EXERCISE SET:
• A. Answer these questions using the interview with Hélène Carrère d'Encausse about the Ukraine crisis, one line each:
(i) Since what event does she say Europe has gotten it completely wrong?
(ii) Who is named as president of Ukraine?
(iii) What did Vladimir Putin state that she says should have woken Europe up?
• B. Carry on the interview with Hélène Carrère d'Encausse about the Ukraine crisis, starting right after its last sentence.

PAGE EXCERPT:
The French historian and Russia specialist Hélène Carrère d’Encausse was in Geneva Tuesday

Tribune De Geneve Translated from French by Tom Winter

According to Hélène Carrère d’Encausse, Europe is wrong right down the line in its management of the Ukraine crisis and in its relations with Russia.

The French historian and Russia specialist Hélène Carrère d’Encausse was passing through Geneva Tuesday, invited by the European Center of Culture, The Society of Members of the Legion of Honor, and the Ceercle Français of Geneva. She discussed the consequences of the Ukrainian crisis. Known for her plain speaking and independent spirit, the academician did not mince words.

Tribune of Geneva: Should we be worried about the reprise of fighting around the Donetsk airport?

The issue is not the Donetsk airport. Behind the assault launched by the Ukrainian government and its president Poroshenko there is mainly the desire to see the West and NATO get more deeply involved, by claiming a Russian intervention.

TG: What should Europe do to get out of this impasse? At what moment was it wrong?

D'Encausse: Europe has gotten it completely wrong since the Orange Revolution of 2004. The European Commission did not work well. It was incapable of understanding the situation. It never took into account the actual elements. It dealt with Ukraine, but not with Russia. Over the years, it has gotten worse. The Eastern Partnership, which excluded the Russians, was a rather bad affair. When Vladimir Putin stated a few days back, that he respects and recognizes the territorial integrity of Ukraine, Europe should have woken up. It was a fundamental declaration, but nobody moved.

DATA SECTION:
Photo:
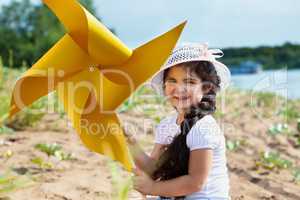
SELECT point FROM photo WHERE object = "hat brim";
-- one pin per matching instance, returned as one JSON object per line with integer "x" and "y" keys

WRITTEN RESPONSES:
• A.
(i) The Orange Revolution of 2004.
(ii) Poroshenko.
(iii) That he respects and recognizes the territorial integrity of Ukraine.

• B.
TG: What should have been done?

D'Encausse: It was the time to make a gesture, by lifting some sanctions. Instead, they stayed on the same line. I believe François Hollande has understood that the European Commission has made nothing but blunders (sottises! —tr). It’s up to him, and to Chancellor Angela Merkel to get back in charge. He had already made a start at the commemoration of the Normandy landing, but he got no support. It is necessary to restart a mediation led by France and Germany, and it is especially necessary that the United States does not get involved.

TG: What room does Vladimir Putin have for maneuver?

D'Encausse: Practically none. He reacts to what is happening by taking advantage of circumstances. On one side, there are the sanctions. On the other, there are the Russian speakers in eastern Ukraine who seek his help. He can’t abandon them, and his public opinion wouldn’t forgive him. There lies the problem. And that’s why he awaits some gesture from the West. A negotiation takes two. He has said he will not touch the territoriality of Ukraine. He has to wait for president Poroshenko to realize that he can’t get into NATO. It is necessary to find a status for Eastern Ukraine.

TG: Among the facts, several reports highlight a Russian rearmament. Should we be worried?
D'Encausse: Faced with the deployment of NATO in Czechoslovakia and in Poland, Russia considers that it needs to exist militarily. I’m not saying we shouldn’t worry, but we mustn’t forget that after the collapse of the Soviet Union, Russia found itself with an army in a very bad condition.

TG: What will be the effect of the economic sanctions? Is the Russian economy in danger?

D'Encausse: It is in difficulty, but the fallout from the drop in the price of oil is much more serious than the sanctions. Its economy is not diversified enough. And there lies the big reponsibility of Putin and Medvedev. They have not conducted the necessary reforms. Russia is too dependent on oil income. It is a real problem. But this didn’t happen on the level of Europe; the ones responsible are the U.S. and Saudi Arabia.

TG: What are the chances of success for the meeting on Syria organized by Moscow at the end of the month?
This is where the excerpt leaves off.